## Talimat 1
Alıntıya göre bugün hangi yazıya yer verilmek isteniyor?

## Alıntı
★ ★ ★ ★ ★

Hayırlı Günler Efendim,
Bugün kısmet oldu bundan yıllar öncesine uzanalım ve o günlerde sizin gazetelerde yer alan köşe yazılarınızdan birisine yer verelim istedik... İnşallah bu haftadan başlayarak zaman zaman bu yazıları paylaşabilmek dilekleri , hayırlara vesile olması
umudu ile size ve çok değerli bütün dostlara gönülden selamlar, sevgiler, saygılar efendim...
Hoşçakalın...

★ ★ ★ ★ ★

## Talimat 2
Aşağıdaki satırlarda "Tag verification: helmet chin" ifadesini içeren satırdan başlayıp "[11, 1, 541, 314]" ifadesini içeren satıra kadar uzanan kısmı, iki uç satır da dahil olmak üzere, aynen aktar.

Etiketli bölge verilerinden alıntılar
★ ★ ★ ★ ★

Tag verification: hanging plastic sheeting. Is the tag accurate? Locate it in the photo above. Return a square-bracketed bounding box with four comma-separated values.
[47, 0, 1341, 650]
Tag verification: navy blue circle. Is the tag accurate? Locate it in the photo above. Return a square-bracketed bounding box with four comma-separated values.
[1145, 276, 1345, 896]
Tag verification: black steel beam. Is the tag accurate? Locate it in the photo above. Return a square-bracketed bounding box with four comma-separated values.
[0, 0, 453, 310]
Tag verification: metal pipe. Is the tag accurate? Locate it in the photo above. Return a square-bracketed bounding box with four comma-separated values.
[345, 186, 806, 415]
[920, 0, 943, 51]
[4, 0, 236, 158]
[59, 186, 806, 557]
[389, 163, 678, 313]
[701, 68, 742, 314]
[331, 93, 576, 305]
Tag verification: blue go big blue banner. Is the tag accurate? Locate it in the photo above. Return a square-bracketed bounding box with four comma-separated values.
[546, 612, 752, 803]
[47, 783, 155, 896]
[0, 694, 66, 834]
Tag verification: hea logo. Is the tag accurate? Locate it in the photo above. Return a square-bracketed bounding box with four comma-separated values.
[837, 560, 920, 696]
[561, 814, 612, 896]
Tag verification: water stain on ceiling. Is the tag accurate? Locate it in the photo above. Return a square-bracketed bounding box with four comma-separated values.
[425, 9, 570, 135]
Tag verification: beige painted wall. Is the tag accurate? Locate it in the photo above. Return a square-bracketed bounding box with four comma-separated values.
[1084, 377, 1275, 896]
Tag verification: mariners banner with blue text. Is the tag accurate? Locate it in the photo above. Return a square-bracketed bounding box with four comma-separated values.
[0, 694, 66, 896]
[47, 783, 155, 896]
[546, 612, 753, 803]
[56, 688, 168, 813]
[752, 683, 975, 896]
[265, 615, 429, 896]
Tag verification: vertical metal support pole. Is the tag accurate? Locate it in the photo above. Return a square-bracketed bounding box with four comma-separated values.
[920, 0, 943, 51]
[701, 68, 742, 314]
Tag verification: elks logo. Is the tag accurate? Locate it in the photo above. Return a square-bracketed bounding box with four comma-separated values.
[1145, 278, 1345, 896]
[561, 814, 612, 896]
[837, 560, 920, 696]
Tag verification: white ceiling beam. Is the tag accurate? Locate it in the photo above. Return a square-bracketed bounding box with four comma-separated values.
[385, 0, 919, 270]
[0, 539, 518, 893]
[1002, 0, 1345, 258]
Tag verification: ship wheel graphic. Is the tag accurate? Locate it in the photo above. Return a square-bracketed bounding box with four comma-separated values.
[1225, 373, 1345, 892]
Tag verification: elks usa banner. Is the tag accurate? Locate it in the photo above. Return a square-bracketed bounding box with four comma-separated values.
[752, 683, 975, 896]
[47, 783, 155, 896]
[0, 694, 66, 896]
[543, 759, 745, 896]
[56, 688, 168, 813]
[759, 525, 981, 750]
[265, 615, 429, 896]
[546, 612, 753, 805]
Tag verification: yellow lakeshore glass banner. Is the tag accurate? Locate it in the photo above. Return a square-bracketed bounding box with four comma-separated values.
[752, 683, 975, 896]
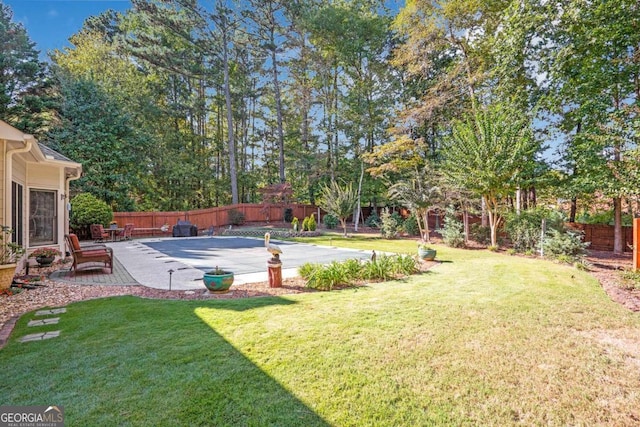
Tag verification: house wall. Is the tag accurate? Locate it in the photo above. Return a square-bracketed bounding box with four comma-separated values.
[24, 163, 65, 251]
[0, 140, 7, 225]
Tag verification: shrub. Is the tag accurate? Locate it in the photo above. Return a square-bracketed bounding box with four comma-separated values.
[284, 208, 293, 222]
[69, 193, 113, 235]
[364, 209, 382, 228]
[307, 261, 351, 291]
[362, 256, 394, 281]
[392, 255, 419, 276]
[298, 262, 321, 280]
[402, 215, 420, 236]
[620, 270, 640, 290]
[227, 209, 245, 225]
[298, 255, 419, 291]
[542, 230, 589, 263]
[308, 214, 318, 231]
[380, 208, 402, 239]
[322, 214, 338, 230]
[505, 208, 564, 252]
[442, 206, 464, 248]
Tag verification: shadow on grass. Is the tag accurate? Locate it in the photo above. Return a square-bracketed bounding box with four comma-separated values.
[0, 296, 329, 426]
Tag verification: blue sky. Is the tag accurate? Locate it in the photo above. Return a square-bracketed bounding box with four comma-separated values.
[0, 0, 131, 59]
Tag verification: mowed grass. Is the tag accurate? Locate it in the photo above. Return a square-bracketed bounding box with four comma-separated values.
[0, 238, 640, 426]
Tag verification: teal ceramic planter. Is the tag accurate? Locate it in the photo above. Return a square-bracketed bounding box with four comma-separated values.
[418, 248, 436, 261]
[202, 271, 233, 294]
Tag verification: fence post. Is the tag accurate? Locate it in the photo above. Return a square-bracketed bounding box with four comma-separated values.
[633, 218, 640, 271]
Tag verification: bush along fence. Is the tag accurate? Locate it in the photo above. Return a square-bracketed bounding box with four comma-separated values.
[113, 203, 325, 237]
[567, 222, 633, 252]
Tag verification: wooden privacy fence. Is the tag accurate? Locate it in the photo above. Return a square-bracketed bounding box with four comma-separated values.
[113, 203, 324, 236]
[567, 222, 633, 252]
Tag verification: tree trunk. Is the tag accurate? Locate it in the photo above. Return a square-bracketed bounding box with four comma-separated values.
[271, 29, 285, 184]
[569, 197, 578, 222]
[221, 20, 238, 205]
[353, 161, 364, 233]
[462, 209, 471, 244]
[613, 197, 625, 254]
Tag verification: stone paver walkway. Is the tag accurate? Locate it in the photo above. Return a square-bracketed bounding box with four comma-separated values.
[18, 307, 67, 343]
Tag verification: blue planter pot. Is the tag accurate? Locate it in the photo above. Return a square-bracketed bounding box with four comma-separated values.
[202, 271, 233, 294]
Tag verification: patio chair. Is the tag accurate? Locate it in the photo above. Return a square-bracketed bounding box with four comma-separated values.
[64, 233, 113, 274]
[91, 224, 109, 243]
[116, 223, 135, 240]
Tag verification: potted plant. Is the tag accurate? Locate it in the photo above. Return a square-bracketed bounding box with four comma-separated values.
[202, 266, 233, 293]
[418, 243, 436, 261]
[29, 247, 60, 267]
[0, 225, 24, 290]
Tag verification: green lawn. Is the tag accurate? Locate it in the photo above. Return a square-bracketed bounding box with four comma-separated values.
[0, 237, 640, 426]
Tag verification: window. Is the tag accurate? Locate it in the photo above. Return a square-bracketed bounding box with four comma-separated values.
[29, 190, 57, 246]
[11, 182, 24, 245]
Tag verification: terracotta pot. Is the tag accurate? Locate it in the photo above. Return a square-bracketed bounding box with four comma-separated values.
[0, 264, 17, 291]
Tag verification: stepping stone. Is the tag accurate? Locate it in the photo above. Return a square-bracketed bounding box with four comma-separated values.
[27, 317, 60, 326]
[36, 307, 67, 316]
[20, 331, 60, 342]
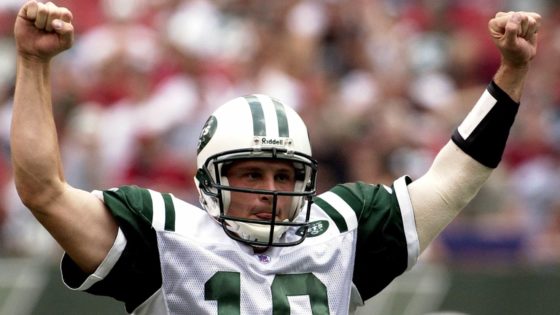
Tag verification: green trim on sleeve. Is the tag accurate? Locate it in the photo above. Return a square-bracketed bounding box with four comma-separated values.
[313, 197, 348, 233]
[161, 194, 175, 231]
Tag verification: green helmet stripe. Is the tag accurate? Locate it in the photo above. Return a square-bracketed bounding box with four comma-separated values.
[273, 100, 290, 137]
[245, 95, 266, 136]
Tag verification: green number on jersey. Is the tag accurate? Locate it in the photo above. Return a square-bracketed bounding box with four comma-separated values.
[204, 271, 329, 315]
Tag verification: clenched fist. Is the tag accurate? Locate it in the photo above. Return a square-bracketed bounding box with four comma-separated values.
[14, 0, 74, 62]
[488, 12, 541, 67]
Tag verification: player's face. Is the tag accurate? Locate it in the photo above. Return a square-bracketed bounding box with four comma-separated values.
[227, 160, 295, 221]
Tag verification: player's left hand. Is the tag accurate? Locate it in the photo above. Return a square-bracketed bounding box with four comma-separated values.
[488, 12, 541, 67]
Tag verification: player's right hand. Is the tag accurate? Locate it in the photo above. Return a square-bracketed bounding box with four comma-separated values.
[14, 0, 74, 61]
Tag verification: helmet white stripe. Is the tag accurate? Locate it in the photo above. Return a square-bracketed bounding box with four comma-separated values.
[258, 95, 279, 138]
[245, 95, 266, 136]
[245, 95, 290, 137]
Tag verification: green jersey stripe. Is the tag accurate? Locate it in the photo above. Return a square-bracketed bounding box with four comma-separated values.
[162, 194, 175, 231]
[273, 100, 290, 137]
[245, 95, 266, 136]
[331, 185, 363, 212]
[148, 189, 166, 230]
[313, 197, 348, 233]
[141, 188, 154, 222]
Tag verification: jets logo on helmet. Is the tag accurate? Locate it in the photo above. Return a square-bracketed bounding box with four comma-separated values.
[195, 94, 317, 246]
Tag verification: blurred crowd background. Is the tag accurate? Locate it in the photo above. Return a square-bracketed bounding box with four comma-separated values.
[0, 0, 560, 269]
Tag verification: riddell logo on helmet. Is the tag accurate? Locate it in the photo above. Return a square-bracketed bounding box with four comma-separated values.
[261, 138, 285, 145]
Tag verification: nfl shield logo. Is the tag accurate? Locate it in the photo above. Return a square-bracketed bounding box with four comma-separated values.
[257, 255, 270, 264]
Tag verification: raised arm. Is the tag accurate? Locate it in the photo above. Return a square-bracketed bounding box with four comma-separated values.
[11, 1, 117, 272]
[409, 12, 541, 251]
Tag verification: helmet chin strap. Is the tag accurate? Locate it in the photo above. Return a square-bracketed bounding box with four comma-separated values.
[226, 219, 289, 243]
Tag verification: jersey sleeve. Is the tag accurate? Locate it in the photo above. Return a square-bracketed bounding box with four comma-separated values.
[317, 182, 411, 301]
[61, 186, 166, 312]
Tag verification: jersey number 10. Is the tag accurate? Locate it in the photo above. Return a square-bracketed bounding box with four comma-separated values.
[204, 271, 329, 315]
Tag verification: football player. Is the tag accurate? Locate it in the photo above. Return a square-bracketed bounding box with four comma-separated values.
[11, 1, 541, 314]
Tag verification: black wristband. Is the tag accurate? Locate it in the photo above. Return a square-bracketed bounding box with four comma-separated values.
[451, 81, 519, 168]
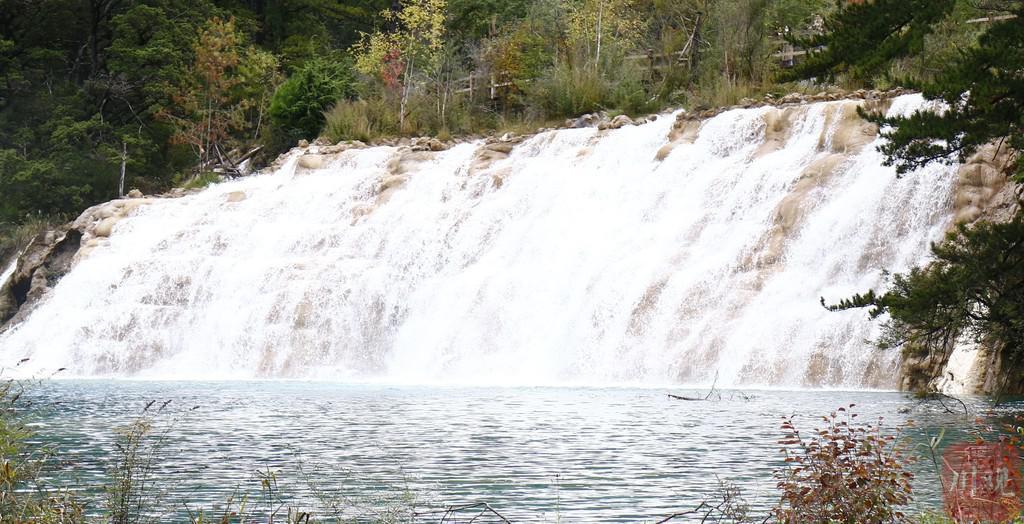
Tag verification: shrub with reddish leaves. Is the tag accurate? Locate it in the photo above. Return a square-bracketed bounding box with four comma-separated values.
[775, 404, 913, 523]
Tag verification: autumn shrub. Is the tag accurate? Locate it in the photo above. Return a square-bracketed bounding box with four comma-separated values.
[775, 404, 913, 524]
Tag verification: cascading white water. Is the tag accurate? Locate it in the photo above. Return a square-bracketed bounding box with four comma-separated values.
[0, 95, 955, 387]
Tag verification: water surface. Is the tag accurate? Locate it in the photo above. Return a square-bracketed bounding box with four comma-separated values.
[22, 381, 1022, 522]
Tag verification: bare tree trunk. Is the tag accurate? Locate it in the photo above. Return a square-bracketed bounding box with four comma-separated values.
[118, 140, 128, 198]
[594, 2, 604, 70]
[398, 58, 416, 133]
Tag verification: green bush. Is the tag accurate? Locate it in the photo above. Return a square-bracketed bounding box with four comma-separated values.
[526, 62, 609, 118]
[269, 58, 355, 139]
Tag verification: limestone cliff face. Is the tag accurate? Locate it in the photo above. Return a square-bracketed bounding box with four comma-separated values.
[0, 91, 1016, 387]
[0, 196, 150, 331]
[900, 143, 1024, 394]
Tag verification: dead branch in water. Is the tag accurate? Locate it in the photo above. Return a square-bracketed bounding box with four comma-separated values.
[669, 372, 722, 402]
[413, 503, 512, 524]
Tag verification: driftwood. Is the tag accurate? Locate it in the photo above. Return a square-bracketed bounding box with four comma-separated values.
[669, 372, 722, 402]
[413, 503, 512, 524]
[198, 144, 263, 178]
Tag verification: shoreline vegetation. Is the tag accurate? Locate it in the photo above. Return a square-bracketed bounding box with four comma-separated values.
[0, 379, 1024, 524]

★ ★ ★ ★ ★

## Çıktı 1
Hitap edilen kişinin yıllar önce gazetelerde çıkan köşe yazılarından birine.

## Çıktı 2
Tag verification: helmet chin strap. Is the tag accurate? Locate it in the photo above. Return a square-bracketed bounding box with four comma-separated values.
[226, 219, 289, 243]
Tag verification: jersey sleeve. Is the tag accurate? Locate it in the photo above. Return a square-bracketed bounding box with four comma-separated values.
[317, 182, 411, 301]
[61, 186, 166, 312]
Tag verification: jersey number 10. Is the tag accurate? Locate it in the photo above. Return a square-bracketed bounding box with four comma-separated values.
[204, 271, 329, 315]
Tag verification: football player. Is the tag accurate? Locate it in the photo above. Return a square-bracketed bounding box with four comma-separated values.
[11, 1, 541, 314]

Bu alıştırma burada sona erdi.